Work to complete:
Count the lines in the data below that contain the string "boom", treating uppercase and lowercase as distinct, and reply with the number alone.

Given records:
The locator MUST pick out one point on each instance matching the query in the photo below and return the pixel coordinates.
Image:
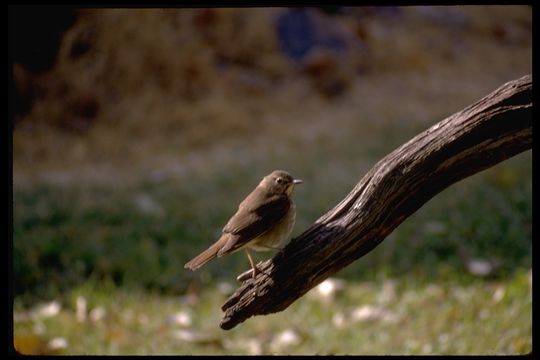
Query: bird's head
(279, 182)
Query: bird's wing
(251, 221)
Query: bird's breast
(279, 235)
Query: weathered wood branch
(487, 132)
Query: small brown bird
(264, 221)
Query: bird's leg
(252, 265)
(280, 250)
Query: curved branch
(487, 132)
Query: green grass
(415, 316)
(111, 214)
(123, 249)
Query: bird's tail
(206, 256)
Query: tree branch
(487, 132)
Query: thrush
(264, 221)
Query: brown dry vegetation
(136, 90)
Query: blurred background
(136, 133)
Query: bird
(264, 221)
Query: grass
(105, 217)
(409, 315)
(147, 232)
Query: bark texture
(487, 132)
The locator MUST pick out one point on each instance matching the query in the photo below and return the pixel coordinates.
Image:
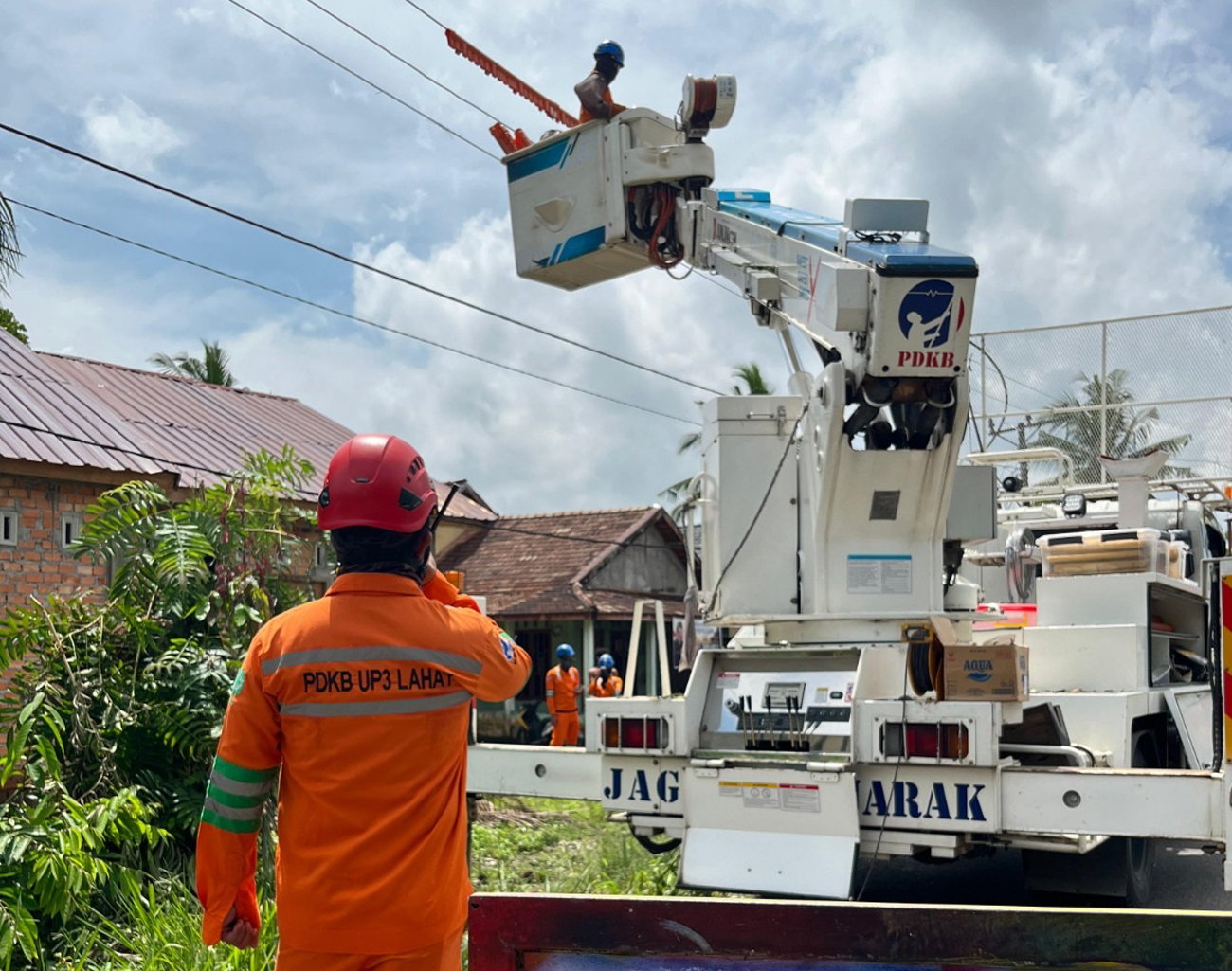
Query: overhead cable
(349, 261)
(233, 474)
(427, 15)
(402, 60)
(336, 312)
(358, 77)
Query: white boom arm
(853, 529)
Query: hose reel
(1022, 554)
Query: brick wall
(36, 517)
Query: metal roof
(90, 414)
(541, 565)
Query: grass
(522, 845)
(528, 845)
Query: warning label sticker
(800, 798)
(760, 795)
(879, 574)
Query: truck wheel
(1121, 868)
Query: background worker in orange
(362, 700)
(592, 90)
(563, 689)
(604, 679)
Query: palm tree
(9, 249)
(1072, 424)
(752, 384)
(212, 369)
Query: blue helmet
(611, 49)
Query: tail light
(925, 741)
(636, 733)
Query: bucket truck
(866, 718)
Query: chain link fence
(1108, 387)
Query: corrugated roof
(538, 566)
(90, 414)
(198, 431)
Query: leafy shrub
(115, 716)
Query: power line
(427, 15)
(402, 61)
(233, 474)
(341, 314)
(349, 261)
(358, 77)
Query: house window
(8, 529)
(70, 530)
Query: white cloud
(195, 13)
(1078, 151)
(123, 134)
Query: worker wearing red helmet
(563, 691)
(358, 703)
(594, 90)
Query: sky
(1082, 153)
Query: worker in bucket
(594, 90)
(604, 679)
(563, 691)
(356, 706)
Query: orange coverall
(364, 699)
(614, 687)
(591, 85)
(562, 689)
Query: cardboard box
(985, 673)
(996, 671)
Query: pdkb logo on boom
(933, 306)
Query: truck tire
(1121, 868)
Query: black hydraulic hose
(1215, 654)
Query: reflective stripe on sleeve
(364, 709)
(229, 812)
(241, 774)
(341, 655)
(232, 800)
(239, 789)
(229, 826)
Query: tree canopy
(1075, 425)
(213, 368)
(750, 381)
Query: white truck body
(824, 524)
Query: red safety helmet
(376, 480)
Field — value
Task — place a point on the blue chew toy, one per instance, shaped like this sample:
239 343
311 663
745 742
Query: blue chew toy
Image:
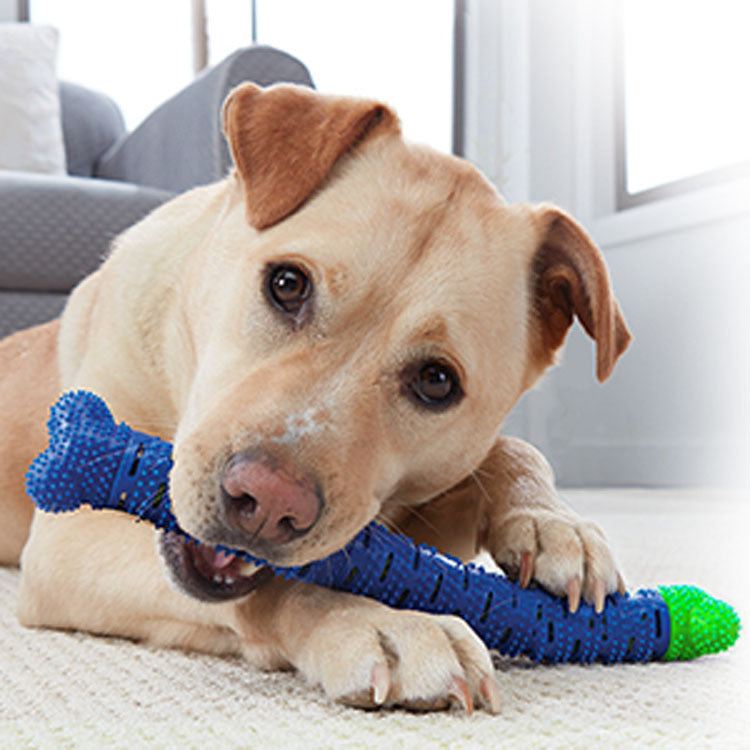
93 461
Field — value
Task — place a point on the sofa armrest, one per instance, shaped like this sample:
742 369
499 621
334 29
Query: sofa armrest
181 145
56 230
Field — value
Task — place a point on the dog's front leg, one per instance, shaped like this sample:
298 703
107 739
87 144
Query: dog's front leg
509 506
364 653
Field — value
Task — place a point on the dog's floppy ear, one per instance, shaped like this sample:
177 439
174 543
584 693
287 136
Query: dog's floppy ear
570 277
285 139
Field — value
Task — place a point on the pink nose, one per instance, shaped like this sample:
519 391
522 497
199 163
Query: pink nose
268 503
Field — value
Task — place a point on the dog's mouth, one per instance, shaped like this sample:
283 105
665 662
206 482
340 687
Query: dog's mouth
205 573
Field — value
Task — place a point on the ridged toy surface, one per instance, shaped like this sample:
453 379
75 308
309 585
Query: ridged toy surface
93 461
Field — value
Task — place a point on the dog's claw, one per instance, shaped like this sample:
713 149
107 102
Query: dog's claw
459 690
527 568
621 587
573 590
600 593
380 683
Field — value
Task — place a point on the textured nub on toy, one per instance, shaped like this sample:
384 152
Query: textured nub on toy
700 624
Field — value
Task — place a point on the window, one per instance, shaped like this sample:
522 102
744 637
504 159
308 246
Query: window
684 110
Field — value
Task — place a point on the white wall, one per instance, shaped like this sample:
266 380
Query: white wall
8 9
677 410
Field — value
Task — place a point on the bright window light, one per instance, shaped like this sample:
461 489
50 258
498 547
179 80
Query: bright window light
687 78
138 52
398 51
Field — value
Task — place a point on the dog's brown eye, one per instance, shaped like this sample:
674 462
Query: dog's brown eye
434 384
288 287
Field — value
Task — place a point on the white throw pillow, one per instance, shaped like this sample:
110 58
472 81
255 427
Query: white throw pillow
30 126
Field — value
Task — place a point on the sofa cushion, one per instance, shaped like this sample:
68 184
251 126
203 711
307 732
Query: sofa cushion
55 230
30 124
92 123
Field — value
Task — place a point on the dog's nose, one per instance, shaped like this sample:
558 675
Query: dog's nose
268 503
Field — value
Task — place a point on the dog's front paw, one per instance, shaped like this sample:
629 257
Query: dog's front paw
565 554
368 655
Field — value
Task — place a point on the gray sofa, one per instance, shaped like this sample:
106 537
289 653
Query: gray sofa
55 230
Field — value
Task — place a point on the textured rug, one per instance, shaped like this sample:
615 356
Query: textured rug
71 690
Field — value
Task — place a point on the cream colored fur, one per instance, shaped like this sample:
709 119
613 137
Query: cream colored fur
411 254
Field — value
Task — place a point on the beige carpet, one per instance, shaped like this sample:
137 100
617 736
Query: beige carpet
69 690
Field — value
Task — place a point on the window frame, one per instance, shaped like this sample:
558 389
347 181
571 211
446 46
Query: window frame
699 181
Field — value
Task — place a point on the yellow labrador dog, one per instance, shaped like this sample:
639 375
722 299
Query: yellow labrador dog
332 334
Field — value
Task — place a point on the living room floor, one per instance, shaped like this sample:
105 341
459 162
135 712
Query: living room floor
72 690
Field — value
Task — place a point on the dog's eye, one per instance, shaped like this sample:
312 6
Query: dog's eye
434 384
288 287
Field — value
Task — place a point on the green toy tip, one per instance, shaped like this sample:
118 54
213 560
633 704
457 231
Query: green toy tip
699 623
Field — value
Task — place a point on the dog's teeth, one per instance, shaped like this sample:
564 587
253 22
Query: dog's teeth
248 569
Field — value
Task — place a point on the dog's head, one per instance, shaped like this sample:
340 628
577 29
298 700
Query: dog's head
362 316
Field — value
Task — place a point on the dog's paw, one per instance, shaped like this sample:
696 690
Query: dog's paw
371 656
566 555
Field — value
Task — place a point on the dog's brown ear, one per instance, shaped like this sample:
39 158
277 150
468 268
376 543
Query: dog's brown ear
570 277
285 139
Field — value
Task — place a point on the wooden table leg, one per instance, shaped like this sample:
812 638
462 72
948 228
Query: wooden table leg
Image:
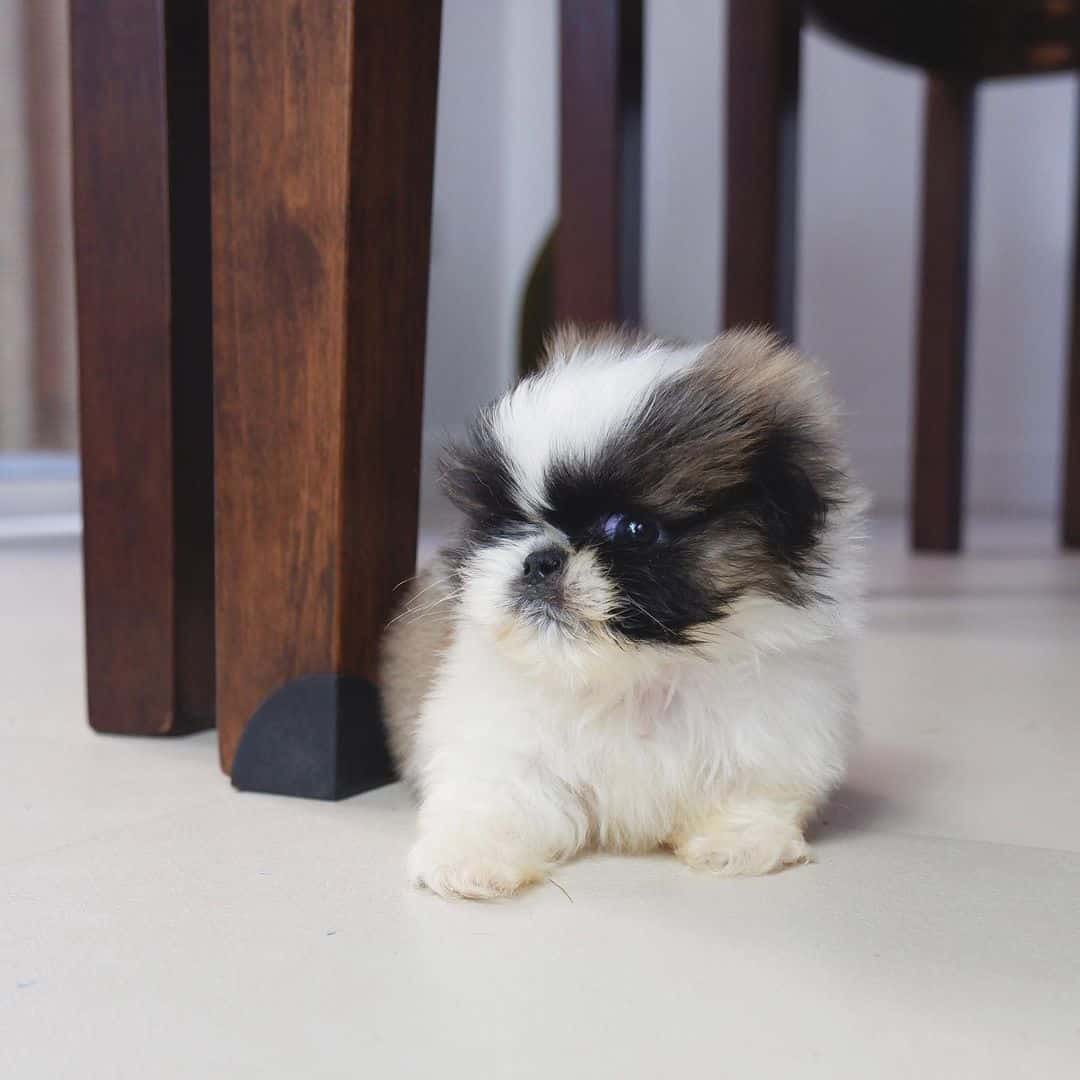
142 216
763 98
597 248
943 315
323 145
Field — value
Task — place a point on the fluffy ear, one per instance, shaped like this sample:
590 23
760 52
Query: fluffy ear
791 491
476 477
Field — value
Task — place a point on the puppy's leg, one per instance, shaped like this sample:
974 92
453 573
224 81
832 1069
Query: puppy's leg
747 833
483 838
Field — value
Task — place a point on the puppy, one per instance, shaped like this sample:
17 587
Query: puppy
640 637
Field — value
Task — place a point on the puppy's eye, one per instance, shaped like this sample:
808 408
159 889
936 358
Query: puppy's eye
625 528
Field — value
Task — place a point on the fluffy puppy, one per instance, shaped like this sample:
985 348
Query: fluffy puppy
640 637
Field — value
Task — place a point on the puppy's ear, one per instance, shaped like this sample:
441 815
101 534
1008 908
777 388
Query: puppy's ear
476 477
790 482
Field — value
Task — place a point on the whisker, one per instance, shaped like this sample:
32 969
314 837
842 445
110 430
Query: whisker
427 608
649 615
430 585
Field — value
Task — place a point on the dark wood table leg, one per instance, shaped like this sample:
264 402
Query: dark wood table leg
943 315
763 98
142 216
1070 493
323 146
597 248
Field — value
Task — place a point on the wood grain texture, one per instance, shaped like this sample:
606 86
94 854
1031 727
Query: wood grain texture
763 97
943 315
597 250
144 341
323 144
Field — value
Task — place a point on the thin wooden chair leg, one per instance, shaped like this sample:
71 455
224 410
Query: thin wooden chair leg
943 315
323 124
764 49
1070 493
597 250
142 227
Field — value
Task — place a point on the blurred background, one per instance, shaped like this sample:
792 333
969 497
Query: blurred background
496 202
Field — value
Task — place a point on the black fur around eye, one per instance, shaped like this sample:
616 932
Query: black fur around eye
629 529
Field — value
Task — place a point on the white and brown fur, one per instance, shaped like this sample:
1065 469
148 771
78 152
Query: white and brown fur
690 689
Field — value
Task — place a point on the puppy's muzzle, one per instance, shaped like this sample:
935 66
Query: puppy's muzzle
542 571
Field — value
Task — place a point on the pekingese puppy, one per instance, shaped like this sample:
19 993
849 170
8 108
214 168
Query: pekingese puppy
640 637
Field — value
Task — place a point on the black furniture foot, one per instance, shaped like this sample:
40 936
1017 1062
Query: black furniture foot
318 738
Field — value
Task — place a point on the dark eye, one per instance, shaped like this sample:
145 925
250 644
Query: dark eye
625 528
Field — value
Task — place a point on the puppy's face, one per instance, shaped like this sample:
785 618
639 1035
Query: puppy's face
634 491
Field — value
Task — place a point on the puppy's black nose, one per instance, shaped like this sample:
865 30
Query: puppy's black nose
542 564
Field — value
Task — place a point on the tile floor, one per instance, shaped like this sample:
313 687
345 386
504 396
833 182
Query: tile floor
156 923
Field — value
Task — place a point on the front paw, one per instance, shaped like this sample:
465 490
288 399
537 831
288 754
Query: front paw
455 871
742 850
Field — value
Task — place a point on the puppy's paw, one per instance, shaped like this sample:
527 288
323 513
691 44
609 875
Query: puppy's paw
455 872
743 850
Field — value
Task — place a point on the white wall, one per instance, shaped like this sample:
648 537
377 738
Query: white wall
861 163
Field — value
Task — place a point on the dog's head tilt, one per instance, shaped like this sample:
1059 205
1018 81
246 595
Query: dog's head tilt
642 496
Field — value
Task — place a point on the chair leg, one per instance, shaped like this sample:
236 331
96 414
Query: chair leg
597 250
1070 494
323 123
142 216
943 315
763 97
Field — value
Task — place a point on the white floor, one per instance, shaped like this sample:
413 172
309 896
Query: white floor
154 923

Full output:
2